Selected passage>
#####

I woke up Scott and relayed the news story. The look on my husband's face when I repeated the boys name let me know that my fear had been realized. The boy that was murdered was one of Scott's students.

Miguel (Mickey) was, by most accounts, a good kid. He was a special education student who was liked by his classmates and teachers. He worked hard and was respectful. Scott worked with him a mere two hours before the attack.

Friday afternoon, Mickey was on his way from school to attend an after-school program. He was in a public area, walking with a group of friends. News reports indicate that he was somehow pre-selected for this attack. He was approached by at least two men and systematically stabbed in the heart.

The attack is being investigated as a gang initiation, although this has not been confirmed. For whatever the reason, it was a senseless act of barbaric violence that stole a good kid from his parents, family, friends and the community.

Self-contained special education classes are unique. Many of the students have been in the same classes together since elementary school. Tight bonds are formed among the students as they have grown up together. The loss of their classmate and friend will forever and fundamentally change this group of students and their teachers.

How do you explain the murder of a friend in a way that a special education student will understand? How do you help them cope with the empty chair in the classroom and the fear that this type of attack may happen again? This will become my husband's, along with the other self-contained teachers, job in the coming days and weeks.

This week, as you prepare to celebrate Thanksgiving, please take a moment to think about Mickey. He was a sweet kid who is loved and will be missed. Rest in peace, Mickey.

Friday, November 19, 2010

Riding the Rails

There is no better feeling in the world than Robby wrapping his arms and legs around me after I return from a trip. I was only away for two nights, but I missed my little buddy. Although he had fun with his Nana, it's nice to know that he missed me.

When I was asked to travel to New York City I began to compare traveling by train versus plane. Looking at my options it became clear that the total travel time would be less if I went by Amtrak. When I realized that my hotel was directly across from Penn Station, my travel plans were sealed.

#####

Exercise brief> Reproduce the blog excerpt above in full, word for word.

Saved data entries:
#####

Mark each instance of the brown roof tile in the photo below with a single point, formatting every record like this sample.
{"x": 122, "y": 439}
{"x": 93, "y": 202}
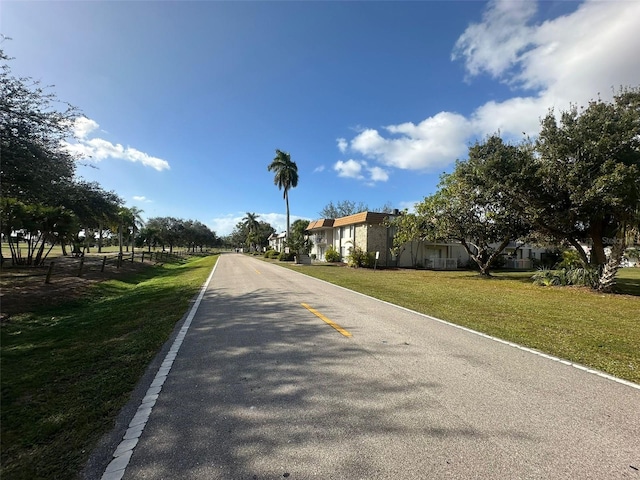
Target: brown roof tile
{"x": 362, "y": 217}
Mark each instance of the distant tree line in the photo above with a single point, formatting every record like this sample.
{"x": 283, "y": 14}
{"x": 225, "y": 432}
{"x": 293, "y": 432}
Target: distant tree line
{"x": 41, "y": 201}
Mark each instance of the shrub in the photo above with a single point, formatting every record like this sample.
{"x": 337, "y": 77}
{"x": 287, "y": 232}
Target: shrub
{"x": 332, "y": 255}
{"x": 286, "y": 257}
{"x": 545, "y": 278}
{"x": 587, "y": 277}
{"x": 359, "y": 258}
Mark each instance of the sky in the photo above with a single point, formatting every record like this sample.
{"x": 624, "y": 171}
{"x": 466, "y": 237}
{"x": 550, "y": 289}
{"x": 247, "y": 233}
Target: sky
{"x": 185, "y": 102}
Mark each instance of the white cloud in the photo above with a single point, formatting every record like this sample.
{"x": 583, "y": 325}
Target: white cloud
{"x": 349, "y": 169}
{"x": 356, "y": 169}
{"x": 573, "y": 58}
{"x": 409, "y": 205}
{"x": 83, "y": 126}
{"x": 431, "y": 144}
{"x": 98, "y": 149}
{"x": 495, "y": 44}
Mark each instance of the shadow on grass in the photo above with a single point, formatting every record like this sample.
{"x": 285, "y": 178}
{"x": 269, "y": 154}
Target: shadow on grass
{"x": 262, "y": 388}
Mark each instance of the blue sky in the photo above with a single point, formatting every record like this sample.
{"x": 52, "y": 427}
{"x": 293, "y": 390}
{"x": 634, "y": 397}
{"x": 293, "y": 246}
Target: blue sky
{"x": 186, "y": 102}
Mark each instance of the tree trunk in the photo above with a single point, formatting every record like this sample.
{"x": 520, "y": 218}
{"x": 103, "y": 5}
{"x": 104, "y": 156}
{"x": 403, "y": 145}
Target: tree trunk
{"x": 100, "y": 237}
{"x": 607, "y": 279}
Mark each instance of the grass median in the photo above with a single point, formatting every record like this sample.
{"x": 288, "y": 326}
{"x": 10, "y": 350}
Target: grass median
{"x": 68, "y": 370}
{"x": 601, "y": 331}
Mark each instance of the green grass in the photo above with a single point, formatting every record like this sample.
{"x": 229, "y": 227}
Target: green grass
{"x": 67, "y": 371}
{"x": 593, "y": 329}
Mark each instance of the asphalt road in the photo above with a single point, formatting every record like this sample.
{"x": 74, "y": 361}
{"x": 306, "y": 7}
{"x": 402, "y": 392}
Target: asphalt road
{"x": 264, "y": 388}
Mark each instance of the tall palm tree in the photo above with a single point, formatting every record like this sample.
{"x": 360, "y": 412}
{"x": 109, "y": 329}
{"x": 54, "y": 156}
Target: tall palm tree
{"x": 250, "y": 222}
{"x": 286, "y": 177}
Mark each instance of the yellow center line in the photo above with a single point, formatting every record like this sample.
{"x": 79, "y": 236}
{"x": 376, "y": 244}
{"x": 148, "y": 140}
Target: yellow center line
{"x": 326, "y": 320}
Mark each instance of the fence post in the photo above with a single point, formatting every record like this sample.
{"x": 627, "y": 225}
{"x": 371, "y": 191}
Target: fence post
{"x": 49, "y": 272}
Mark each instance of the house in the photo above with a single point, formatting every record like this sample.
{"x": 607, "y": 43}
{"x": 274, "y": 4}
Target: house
{"x": 321, "y": 236}
{"x": 366, "y": 230}
{"x": 276, "y": 241}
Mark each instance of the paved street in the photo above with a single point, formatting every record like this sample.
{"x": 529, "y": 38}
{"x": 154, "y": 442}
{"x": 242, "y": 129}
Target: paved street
{"x": 263, "y": 387}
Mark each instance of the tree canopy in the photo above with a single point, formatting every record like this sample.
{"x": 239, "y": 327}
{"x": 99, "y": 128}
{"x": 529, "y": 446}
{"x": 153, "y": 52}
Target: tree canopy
{"x": 285, "y": 177}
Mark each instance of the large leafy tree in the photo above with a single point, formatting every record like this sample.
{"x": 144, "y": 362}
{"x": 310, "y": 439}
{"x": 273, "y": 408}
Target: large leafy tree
{"x": 473, "y": 208}
{"x": 408, "y": 230}
{"x": 95, "y": 208}
{"x": 251, "y": 226}
{"x": 342, "y": 208}
{"x": 587, "y": 177}
{"x": 285, "y": 177}
{"x": 299, "y": 242}
{"x": 35, "y": 167}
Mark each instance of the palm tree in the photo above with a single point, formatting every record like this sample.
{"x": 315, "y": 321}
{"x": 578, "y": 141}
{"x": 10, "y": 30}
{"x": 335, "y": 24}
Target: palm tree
{"x": 136, "y": 224}
{"x": 286, "y": 177}
{"x": 250, "y": 222}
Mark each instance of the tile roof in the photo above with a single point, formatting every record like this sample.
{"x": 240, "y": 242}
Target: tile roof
{"x": 362, "y": 217}
{"x": 322, "y": 223}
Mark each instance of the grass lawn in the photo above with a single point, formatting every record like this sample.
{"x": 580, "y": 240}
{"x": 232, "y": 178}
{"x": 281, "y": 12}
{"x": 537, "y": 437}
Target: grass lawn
{"x": 578, "y": 324}
{"x": 68, "y": 370}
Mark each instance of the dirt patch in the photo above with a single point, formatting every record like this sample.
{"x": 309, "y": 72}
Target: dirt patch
{"x": 23, "y": 289}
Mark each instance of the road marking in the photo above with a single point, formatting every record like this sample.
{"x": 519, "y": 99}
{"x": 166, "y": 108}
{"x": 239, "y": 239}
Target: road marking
{"x": 326, "y": 320}
{"x": 588, "y": 370}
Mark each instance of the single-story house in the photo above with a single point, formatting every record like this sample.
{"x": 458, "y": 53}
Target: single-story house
{"x": 365, "y": 230}
{"x": 276, "y": 241}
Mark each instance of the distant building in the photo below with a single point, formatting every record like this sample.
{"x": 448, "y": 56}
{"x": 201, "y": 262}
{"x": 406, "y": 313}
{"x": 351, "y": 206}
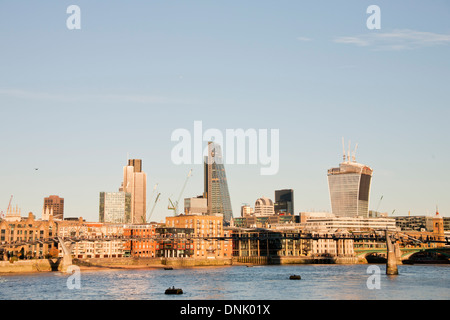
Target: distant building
{"x": 332, "y": 224}
{"x": 216, "y": 185}
{"x": 115, "y": 207}
{"x": 420, "y": 223}
{"x": 284, "y": 201}
{"x": 144, "y": 244}
{"x": 264, "y": 207}
{"x": 106, "y": 241}
{"x": 305, "y": 216}
{"x": 267, "y": 221}
{"x": 203, "y": 226}
{"x": 247, "y": 210}
{"x": 55, "y": 206}
{"x": 13, "y": 214}
{"x": 198, "y": 205}
{"x": 135, "y": 183}
{"x": 27, "y": 229}
{"x": 349, "y": 186}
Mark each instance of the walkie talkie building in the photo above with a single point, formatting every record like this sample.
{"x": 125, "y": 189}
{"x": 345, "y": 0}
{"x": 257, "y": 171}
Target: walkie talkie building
{"x": 216, "y": 186}
{"x": 349, "y": 186}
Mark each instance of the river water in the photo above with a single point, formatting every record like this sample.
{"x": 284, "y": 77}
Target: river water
{"x": 319, "y": 282}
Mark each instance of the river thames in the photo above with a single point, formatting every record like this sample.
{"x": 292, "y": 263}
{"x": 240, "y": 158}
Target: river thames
{"x": 318, "y": 282}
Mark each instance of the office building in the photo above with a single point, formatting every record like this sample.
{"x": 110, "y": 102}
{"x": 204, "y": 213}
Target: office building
{"x": 198, "y": 205}
{"x": 53, "y": 205}
{"x": 264, "y": 207}
{"x": 284, "y": 201}
{"x": 349, "y": 186}
{"x": 247, "y": 210}
{"x": 205, "y": 230}
{"x": 216, "y": 185}
{"x": 115, "y": 207}
{"x": 135, "y": 183}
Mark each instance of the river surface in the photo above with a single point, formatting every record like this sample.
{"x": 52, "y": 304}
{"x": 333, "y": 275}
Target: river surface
{"x": 318, "y": 282}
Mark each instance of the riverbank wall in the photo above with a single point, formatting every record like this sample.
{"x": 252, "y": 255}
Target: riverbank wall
{"x": 48, "y": 265}
{"x": 26, "y": 266}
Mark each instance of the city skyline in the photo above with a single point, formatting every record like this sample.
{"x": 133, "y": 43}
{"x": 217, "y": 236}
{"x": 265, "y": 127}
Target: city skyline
{"x": 75, "y": 102}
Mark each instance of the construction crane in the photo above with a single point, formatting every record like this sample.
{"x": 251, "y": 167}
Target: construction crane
{"x": 174, "y": 206}
{"x": 379, "y": 202}
{"x": 7, "y": 210}
{"x": 154, "y": 206}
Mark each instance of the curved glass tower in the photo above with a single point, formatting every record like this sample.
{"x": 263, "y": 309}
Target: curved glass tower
{"x": 350, "y": 189}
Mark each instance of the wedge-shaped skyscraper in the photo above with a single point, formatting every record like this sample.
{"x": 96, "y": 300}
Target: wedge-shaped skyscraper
{"x": 349, "y": 186}
{"x": 216, "y": 185}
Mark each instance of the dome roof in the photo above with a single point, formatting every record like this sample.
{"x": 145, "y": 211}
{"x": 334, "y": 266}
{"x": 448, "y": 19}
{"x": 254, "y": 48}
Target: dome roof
{"x": 264, "y": 202}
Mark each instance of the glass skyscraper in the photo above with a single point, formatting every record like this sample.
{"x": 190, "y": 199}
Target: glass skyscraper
{"x": 350, "y": 189}
{"x": 216, "y": 186}
{"x": 284, "y": 201}
{"x": 115, "y": 207}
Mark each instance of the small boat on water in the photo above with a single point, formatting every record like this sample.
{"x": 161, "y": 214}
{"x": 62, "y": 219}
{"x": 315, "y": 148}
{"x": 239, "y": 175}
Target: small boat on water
{"x": 174, "y": 290}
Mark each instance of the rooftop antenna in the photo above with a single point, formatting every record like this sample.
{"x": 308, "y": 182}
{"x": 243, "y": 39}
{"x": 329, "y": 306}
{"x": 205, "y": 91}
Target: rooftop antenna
{"x": 348, "y": 154}
{"x": 354, "y": 153}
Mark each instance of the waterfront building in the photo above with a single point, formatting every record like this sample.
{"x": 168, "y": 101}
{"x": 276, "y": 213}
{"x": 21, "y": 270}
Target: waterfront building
{"x": 94, "y": 239}
{"x": 135, "y": 183}
{"x": 115, "y": 207}
{"x": 420, "y": 223}
{"x": 284, "y": 202}
{"x": 349, "y": 187}
{"x": 13, "y": 214}
{"x": 144, "y": 244}
{"x": 53, "y": 205}
{"x": 260, "y": 245}
{"x": 247, "y": 210}
{"x": 25, "y": 229}
{"x": 204, "y": 228}
{"x": 174, "y": 242}
{"x": 215, "y": 184}
{"x": 264, "y": 207}
{"x": 198, "y": 205}
{"x": 266, "y": 221}
{"x": 305, "y": 216}
{"x": 331, "y": 224}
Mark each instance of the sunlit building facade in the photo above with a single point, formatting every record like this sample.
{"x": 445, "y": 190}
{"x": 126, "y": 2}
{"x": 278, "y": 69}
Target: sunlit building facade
{"x": 115, "y": 207}
{"x": 349, "y": 186}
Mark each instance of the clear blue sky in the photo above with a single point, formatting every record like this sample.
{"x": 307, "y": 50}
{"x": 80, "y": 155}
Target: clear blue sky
{"x": 73, "y": 103}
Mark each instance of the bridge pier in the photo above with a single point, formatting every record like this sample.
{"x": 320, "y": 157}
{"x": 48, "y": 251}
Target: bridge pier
{"x": 391, "y": 262}
{"x": 67, "y": 254}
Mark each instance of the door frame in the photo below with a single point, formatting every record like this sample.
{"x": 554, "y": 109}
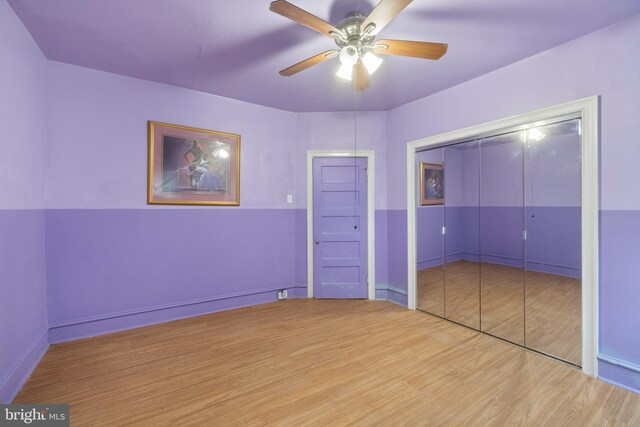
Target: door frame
{"x": 371, "y": 244}
{"x": 588, "y": 110}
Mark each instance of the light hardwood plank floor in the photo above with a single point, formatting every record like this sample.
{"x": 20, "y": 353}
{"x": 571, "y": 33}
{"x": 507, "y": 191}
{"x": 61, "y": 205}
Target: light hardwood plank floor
{"x": 314, "y": 362}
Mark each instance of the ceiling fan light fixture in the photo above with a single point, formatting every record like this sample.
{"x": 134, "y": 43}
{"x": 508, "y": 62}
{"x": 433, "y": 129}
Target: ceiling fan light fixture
{"x": 349, "y": 56}
{"x": 372, "y": 62}
{"x": 345, "y": 71}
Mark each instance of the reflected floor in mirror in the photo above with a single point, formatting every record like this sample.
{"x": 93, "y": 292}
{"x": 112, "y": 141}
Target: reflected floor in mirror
{"x": 552, "y": 323}
{"x": 502, "y": 302}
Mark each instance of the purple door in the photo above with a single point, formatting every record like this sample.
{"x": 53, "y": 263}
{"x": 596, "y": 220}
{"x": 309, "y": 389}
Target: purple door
{"x": 340, "y": 227}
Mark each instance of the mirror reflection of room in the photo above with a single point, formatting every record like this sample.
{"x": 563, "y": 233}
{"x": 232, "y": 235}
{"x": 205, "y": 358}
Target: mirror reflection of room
{"x": 501, "y": 253}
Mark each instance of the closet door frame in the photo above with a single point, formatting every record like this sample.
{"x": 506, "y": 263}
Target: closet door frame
{"x": 586, "y": 109}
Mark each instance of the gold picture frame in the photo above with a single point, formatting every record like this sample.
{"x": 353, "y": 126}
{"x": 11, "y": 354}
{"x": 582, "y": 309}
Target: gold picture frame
{"x": 192, "y": 166}
{"x": 431, "y": 184}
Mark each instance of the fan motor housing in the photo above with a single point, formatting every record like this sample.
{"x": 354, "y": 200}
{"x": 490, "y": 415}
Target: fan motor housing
{"x": 350, "y": 26}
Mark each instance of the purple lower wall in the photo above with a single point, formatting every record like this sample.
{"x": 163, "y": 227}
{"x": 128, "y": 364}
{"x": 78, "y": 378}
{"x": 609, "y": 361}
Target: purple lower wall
{"x": 145, "y": 266}
{"x": 620, "y": 297}
{"x": 23, "y": 305}
{"x": 114, "y": 269}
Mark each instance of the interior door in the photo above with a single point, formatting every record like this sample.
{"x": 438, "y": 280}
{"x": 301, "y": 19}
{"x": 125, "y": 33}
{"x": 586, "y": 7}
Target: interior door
{"x": 340, "y": 227}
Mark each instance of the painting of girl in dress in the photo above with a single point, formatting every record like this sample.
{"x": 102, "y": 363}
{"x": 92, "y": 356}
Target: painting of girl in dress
{"x": 431, "y": 184}
{"x": 192, "y": 166}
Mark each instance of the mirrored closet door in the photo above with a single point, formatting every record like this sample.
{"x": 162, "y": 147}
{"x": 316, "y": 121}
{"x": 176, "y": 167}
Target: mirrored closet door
{"x": 462, "y": 234}
{"x": 553, "y": 223}
{"x": 498, "y": 228}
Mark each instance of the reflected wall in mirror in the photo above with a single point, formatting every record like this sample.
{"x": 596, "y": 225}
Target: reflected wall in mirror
{"x": 462, "y": 243}
{"x": 553, "y": 291}
{"x": 430, "y": 246}
{"x": 501, "y": 236}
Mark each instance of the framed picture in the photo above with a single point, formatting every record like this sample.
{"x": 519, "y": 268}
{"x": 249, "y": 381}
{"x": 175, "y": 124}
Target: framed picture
{"x": 189, "y": 166}
{"x": 431, "y": 184}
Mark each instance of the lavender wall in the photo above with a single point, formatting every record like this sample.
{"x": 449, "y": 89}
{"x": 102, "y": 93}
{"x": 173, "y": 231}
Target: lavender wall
{"x": 114, "y": 262}
{"x": 23, "y": 316}
{"x": 567, "y": 72}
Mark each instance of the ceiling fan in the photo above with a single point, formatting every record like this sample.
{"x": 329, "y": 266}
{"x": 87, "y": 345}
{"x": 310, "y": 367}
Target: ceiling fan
{"x": 355, "y": 37}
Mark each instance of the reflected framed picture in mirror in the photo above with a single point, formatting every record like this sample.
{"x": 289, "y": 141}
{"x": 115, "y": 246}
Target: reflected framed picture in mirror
{"x": 431, "y": 184}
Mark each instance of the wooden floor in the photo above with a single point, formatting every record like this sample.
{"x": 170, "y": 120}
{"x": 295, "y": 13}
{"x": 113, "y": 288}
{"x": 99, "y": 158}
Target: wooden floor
{"x": 538, "y": 310}
{"x": 315, "y": 362}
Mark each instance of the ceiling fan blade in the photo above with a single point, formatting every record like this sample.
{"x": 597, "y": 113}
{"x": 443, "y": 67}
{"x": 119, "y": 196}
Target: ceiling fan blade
{"x": 309, "y": 62}
{"x": 423, "y": 50}
{"x": 301, "y": 16}
{"x": 382, "y": 14}
{"x": 361, "y": 77}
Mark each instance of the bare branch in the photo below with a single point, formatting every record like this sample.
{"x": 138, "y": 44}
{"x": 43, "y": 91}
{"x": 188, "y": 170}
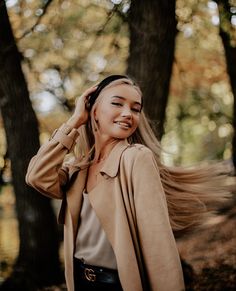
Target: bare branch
{"x": 39, "y": 19}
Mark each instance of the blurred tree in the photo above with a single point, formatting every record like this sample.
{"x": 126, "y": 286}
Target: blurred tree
{"x": 38, "y": 260}
{"x": 152, "y": 27}
{"x": 228, "y": 36}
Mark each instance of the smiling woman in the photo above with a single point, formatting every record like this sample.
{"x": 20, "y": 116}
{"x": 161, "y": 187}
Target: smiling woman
{"x": 120, "y": 204}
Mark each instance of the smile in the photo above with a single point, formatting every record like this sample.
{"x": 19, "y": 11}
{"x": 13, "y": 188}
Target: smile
{"x": 123, "y": 124}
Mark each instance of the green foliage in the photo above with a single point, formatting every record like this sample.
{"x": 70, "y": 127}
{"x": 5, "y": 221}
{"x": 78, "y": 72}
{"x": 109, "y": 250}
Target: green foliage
{"x": 77, "y": 42}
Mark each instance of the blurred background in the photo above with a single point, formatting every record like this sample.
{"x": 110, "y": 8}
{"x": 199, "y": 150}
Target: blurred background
{"x": 182, "y": 54}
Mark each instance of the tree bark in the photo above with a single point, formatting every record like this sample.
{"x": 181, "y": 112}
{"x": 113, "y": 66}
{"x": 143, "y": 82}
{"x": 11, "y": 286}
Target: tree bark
{"x": 152, "y": 26}
{"x": 37, "y": 264}
{"x": 230, "y": 55}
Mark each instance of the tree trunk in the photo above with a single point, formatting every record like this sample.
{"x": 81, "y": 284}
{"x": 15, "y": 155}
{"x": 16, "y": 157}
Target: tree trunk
{"x": 38, "y": 260}
{"x": 230, "y": 55}
{"x": 152, "y": 27}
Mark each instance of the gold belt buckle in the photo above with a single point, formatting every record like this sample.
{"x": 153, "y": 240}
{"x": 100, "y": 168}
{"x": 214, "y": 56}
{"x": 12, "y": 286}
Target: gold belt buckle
{"x": 89, "y": 274}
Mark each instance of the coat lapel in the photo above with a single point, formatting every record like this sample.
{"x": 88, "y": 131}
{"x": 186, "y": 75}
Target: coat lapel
{"x": 75, "y": 195}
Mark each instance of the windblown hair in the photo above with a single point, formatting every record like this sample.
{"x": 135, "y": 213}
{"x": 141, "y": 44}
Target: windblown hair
{"x": 192, "y": 193}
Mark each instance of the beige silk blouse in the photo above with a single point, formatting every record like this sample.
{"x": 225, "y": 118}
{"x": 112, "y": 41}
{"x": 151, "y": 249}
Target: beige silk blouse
{"x": 92, "y": 245}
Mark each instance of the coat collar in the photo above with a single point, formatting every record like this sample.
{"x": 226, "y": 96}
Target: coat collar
{"x": 111, "y": 165}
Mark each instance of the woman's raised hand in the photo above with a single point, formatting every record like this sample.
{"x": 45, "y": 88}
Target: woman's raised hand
{"x": 81, "y": 113}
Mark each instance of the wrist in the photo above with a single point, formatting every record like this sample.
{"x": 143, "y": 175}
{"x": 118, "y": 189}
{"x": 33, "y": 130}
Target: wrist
{"x": 74, "y": 122}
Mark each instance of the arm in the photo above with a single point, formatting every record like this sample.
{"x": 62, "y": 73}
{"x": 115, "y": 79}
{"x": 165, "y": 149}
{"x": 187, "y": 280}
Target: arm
{"x": 46, "y": 172}
{"x": 157, "y": 243}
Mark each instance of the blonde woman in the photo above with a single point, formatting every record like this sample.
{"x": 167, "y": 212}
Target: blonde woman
{"x": 120, "y": 205}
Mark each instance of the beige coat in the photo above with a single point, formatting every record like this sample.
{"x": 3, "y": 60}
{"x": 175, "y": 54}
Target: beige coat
{"x": 129, "y": 202}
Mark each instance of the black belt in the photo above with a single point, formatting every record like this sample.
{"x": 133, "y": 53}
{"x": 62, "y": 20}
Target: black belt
{"x": 95, "y": 273}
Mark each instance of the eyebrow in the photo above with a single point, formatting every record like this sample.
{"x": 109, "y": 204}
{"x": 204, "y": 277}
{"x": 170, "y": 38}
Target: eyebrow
{"x": 123, "y": 98}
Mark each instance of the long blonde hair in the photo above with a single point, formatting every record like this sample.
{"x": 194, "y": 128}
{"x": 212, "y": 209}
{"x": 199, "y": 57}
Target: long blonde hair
{"x": 192, "y": 193}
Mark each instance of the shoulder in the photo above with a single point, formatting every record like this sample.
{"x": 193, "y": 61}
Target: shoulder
{"x": 136, "y": 151}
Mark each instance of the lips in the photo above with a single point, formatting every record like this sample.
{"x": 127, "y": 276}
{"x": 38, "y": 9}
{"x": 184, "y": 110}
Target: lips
{"x": 125, "y": 124}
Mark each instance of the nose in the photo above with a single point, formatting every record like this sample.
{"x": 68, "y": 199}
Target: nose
{"x": 126, "y": 112}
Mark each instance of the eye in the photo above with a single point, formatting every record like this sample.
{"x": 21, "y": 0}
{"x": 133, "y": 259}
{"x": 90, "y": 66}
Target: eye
{"x": 137, "y": 110}
{"x": 116, "y": 103}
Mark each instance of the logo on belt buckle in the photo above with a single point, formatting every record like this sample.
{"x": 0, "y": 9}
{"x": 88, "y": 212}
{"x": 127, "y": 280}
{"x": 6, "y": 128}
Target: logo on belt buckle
{"x": 89, "y": 274}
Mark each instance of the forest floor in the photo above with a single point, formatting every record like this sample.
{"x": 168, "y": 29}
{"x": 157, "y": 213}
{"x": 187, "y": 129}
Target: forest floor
{"x": 208, "y": 255}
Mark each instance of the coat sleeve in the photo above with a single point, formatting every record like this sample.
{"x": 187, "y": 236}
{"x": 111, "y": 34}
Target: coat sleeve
{"x": 157, "y": 243}
{"x": 46, "y": 172}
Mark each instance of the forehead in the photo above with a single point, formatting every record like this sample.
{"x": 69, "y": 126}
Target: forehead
{"x": 122, "y": 90}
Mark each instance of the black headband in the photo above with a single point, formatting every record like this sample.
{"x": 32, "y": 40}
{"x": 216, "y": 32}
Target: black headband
{"x": 101, "y": 86}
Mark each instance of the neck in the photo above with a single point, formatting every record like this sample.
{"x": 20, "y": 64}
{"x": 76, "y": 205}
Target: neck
{"x": 103, "y": 148}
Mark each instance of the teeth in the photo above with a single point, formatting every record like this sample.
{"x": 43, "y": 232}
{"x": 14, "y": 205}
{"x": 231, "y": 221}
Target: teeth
{"x": 123, "y": 123}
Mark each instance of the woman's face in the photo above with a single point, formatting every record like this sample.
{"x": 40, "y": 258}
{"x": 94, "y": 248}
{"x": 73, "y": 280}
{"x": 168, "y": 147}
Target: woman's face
{"x": 118, "y": 111}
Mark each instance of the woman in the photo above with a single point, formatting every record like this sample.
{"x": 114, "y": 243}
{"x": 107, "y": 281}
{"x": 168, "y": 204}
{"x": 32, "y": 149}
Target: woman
{"x": 119, "y": 203}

#####

Task output>
I woke up Scott and relayed the news story. The look on my husband's face when I repeated the boys name let me know that my fear had been realized. The boy that was murdered was one of Scott's students.

Miguel (Mickey) was, by most accounts, a good kid. He was a special education student who was liked by his classmates and teachers. He worked hard and was respectful. Scott worked with him a mere two hours before the attack.

Friday afternoon, Mickey was on his way from school to attend an after-school program. He was in a public area, walking with a group of friends. News reports indicate that he was somehow pre-selected for this attack. He was approached by at least two men and systematically stabbed in the heart.

The attack is being investigated as a gang initiation, although this has not been confirmed. For whatever the reason, it was a senseless act of barbaric violence that stole a good kid from his parents, family, friends and the community.

Self-contained special education classes are unique. Many of the students have been in the same classes together since elementary school. Tight bonds are formed among the students as they have grown up together. The loss of their classmate and friend will forever and fundamentally change this group of students and their teachers.

How do you explain the murder of a friend in a way that a special education student will understand? How do you help them cope with the empty chair in the classroom and the fear that this type of attack may happen again? This will become my husband's, along with the other self-contained teachers, job in the coming days and weeks.

This week, as you prepare to celebrate Thanksgiving, please take a moment to think about Mickey. He was a sweet kid who is loved and will be missed. Rest in peace, Mickey.

Friday, November 19, 2010

Riding the Rails

There is no better feeling in the world than Robby wrapping his arms and legs around me after I return from a trip. I was only away for two nights, but I missed my little buddy. Although he had fun with his Nana, it's nice to know that he missed me.

When I was asked to travel to New York City I began to compare traveling by train versus plane. Looking at my options it became clear that the total travel time would be less if I went by Amtrak. When I realized that my hotel was directly across from Penn Station, my travel plans were sealed.